## BRIEF 1:
Pull out every line of the records below that contains the string "boulder", copying each such line in full.

Meadow grass has recently gained increased attention as a substrate for full-scale biogas reactors. However, to increase its biodegradability, pretreatment is needed. In the present work, different harvesting machines were compared in order to assess their effect on biogas production. Specifically, a Disc-mower, an Excoriator and a Chopper were used to define the most appropriate machinery in order to improve the energy output per hectare for full-scale biogas plants. Among the harvesters, Excoriator, a novel simultaneous harvest and mechanical treatment, was found to significantly increase the methane yield of meadow grass by 20% compared to a classical Disc-mower. The positive effect was also validated by three kinetic model equations. The modified Gompertz model was the most capable of determining the kinetics of anaerobic digestion process, pointing out also the superiority of Excoriator. The usage of the novel harvester was associated with increased energy output, either for electrical/thermal energy generation or for transport fuel production, compared to the alternative machineries. Moreover, it was shown that the co-digestion of harvested biomass with different types of manure can enhance the bioenergy output of a full-scale biogas plant in a range of 12%–23%.

## RAW DATA:
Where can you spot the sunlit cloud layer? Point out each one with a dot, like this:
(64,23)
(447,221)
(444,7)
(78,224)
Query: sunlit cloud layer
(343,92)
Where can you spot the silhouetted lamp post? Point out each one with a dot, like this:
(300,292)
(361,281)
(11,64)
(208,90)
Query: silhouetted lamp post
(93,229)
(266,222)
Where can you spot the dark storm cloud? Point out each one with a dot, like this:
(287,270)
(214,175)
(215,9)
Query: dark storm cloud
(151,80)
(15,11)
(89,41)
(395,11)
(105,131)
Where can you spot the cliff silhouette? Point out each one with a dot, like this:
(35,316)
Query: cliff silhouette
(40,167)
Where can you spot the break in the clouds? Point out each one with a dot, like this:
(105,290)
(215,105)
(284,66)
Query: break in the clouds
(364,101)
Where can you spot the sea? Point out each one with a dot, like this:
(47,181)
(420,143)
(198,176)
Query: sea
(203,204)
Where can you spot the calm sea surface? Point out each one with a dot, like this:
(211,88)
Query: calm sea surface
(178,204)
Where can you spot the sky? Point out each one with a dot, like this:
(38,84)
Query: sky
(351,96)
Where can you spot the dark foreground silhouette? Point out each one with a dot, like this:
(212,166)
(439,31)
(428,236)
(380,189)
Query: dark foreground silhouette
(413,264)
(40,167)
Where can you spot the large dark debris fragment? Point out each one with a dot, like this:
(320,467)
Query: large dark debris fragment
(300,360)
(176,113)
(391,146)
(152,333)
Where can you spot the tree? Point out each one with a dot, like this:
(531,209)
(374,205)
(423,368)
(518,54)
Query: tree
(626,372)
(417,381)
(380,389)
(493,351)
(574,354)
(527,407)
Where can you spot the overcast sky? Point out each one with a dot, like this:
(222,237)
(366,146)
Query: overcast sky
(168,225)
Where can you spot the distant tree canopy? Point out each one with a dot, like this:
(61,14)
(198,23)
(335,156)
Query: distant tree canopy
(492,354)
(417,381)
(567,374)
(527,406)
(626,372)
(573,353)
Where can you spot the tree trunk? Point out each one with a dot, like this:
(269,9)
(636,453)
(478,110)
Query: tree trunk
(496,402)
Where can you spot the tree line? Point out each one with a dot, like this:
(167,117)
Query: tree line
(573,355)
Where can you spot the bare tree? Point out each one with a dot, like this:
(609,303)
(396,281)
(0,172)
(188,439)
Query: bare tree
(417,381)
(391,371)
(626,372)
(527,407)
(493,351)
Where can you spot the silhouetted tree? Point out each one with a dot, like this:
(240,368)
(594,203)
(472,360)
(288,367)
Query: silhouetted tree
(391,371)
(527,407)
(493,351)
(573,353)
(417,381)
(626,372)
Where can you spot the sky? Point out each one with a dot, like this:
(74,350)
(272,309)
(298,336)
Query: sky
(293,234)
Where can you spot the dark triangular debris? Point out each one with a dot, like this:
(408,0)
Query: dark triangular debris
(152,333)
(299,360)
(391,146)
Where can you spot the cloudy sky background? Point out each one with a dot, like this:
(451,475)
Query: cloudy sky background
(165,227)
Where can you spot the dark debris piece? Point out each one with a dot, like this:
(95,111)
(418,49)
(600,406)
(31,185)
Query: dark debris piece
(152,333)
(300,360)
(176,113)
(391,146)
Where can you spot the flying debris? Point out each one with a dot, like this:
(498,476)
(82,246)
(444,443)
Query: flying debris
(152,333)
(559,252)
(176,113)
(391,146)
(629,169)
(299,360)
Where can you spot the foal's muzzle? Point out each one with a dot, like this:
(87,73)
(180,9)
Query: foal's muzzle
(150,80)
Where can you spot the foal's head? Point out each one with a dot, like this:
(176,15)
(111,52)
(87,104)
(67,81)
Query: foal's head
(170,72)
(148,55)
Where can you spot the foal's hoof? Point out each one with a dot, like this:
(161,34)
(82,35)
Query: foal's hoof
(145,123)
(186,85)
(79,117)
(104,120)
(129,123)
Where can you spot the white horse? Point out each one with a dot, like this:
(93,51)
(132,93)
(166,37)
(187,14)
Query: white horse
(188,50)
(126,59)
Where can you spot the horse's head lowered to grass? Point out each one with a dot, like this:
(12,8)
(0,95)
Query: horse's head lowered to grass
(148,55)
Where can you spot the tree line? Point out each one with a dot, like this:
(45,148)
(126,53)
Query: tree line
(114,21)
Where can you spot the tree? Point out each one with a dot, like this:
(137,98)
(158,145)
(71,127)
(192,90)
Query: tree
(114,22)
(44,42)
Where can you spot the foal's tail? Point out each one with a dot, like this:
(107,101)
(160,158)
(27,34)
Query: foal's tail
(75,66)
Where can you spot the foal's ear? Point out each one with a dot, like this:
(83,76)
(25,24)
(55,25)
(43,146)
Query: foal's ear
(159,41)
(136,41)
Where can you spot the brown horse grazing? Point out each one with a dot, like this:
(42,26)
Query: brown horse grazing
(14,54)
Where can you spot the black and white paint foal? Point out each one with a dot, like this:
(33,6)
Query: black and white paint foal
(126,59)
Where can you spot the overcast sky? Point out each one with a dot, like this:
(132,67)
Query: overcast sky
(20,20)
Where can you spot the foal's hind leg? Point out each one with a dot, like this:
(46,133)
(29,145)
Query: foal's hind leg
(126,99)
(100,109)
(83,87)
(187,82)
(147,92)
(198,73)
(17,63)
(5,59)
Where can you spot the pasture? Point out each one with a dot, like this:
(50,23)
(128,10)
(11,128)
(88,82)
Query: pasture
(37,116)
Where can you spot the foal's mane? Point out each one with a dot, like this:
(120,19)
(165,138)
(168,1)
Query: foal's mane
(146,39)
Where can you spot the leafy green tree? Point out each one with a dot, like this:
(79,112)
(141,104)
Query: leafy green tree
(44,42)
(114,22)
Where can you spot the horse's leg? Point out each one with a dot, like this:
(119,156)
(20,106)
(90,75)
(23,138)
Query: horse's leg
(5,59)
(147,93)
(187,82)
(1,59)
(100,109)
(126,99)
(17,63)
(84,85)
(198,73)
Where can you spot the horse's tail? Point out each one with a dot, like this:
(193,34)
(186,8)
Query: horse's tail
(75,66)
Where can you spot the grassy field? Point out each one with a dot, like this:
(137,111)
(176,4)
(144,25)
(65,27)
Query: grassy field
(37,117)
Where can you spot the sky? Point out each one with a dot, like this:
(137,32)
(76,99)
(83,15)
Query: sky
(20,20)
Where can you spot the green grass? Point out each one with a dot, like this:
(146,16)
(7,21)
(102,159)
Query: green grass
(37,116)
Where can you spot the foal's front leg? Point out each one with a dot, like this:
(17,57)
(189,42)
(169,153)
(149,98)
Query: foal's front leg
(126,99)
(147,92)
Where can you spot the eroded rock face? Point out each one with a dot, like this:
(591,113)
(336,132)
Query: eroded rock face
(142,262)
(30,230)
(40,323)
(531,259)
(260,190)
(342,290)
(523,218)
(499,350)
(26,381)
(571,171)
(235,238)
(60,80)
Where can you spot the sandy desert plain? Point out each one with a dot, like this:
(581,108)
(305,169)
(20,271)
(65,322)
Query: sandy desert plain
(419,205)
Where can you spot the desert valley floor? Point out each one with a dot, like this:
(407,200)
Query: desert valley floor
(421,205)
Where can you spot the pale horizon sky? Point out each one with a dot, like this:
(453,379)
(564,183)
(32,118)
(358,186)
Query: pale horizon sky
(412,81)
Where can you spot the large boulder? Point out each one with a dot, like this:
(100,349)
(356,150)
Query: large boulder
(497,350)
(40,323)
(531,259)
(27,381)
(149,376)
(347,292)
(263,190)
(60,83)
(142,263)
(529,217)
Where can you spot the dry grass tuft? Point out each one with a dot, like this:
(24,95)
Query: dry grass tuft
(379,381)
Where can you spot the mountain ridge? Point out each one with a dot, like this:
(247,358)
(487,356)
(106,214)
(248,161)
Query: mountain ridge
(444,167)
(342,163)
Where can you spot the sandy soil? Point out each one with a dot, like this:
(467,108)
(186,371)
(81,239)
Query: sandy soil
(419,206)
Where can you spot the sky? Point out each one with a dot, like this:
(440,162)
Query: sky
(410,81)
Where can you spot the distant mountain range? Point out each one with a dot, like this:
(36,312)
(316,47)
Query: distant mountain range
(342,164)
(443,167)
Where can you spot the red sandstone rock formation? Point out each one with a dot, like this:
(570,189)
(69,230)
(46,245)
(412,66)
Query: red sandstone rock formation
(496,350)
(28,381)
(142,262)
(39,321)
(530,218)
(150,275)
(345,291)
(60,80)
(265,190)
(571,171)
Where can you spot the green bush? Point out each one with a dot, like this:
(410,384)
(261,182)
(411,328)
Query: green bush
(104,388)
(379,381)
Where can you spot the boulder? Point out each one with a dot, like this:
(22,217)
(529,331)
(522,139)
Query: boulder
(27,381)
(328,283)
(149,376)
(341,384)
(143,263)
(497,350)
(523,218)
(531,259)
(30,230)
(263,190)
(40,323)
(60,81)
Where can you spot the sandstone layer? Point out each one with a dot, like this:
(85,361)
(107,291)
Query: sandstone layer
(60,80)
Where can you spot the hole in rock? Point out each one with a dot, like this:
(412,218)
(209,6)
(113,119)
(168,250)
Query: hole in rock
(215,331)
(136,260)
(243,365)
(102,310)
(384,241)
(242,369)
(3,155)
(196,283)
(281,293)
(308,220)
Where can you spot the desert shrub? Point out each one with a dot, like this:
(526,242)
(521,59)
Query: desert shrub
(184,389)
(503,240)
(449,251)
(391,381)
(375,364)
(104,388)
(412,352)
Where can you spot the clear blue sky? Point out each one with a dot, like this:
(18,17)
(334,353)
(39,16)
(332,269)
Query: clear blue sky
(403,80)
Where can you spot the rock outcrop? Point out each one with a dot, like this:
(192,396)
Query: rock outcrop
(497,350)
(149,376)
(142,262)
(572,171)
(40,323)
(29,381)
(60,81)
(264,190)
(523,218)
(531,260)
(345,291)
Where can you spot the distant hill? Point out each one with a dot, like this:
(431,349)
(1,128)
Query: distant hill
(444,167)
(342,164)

## BRIEF 2:
According to the meadow grass abstract above, by how much did the Excoriator raise the methane yield of meadow grass compared with a classical Disc-mower?

## EXERCISE RESULT 1:
Where can you spot the large boulder? Point out each one with a dot, like this:
Query: large boulder
Where can you spot the boulder? Point out each one with a dot, like this:
Query: boulder

## EXERCISE RESULT 2:
By 20%.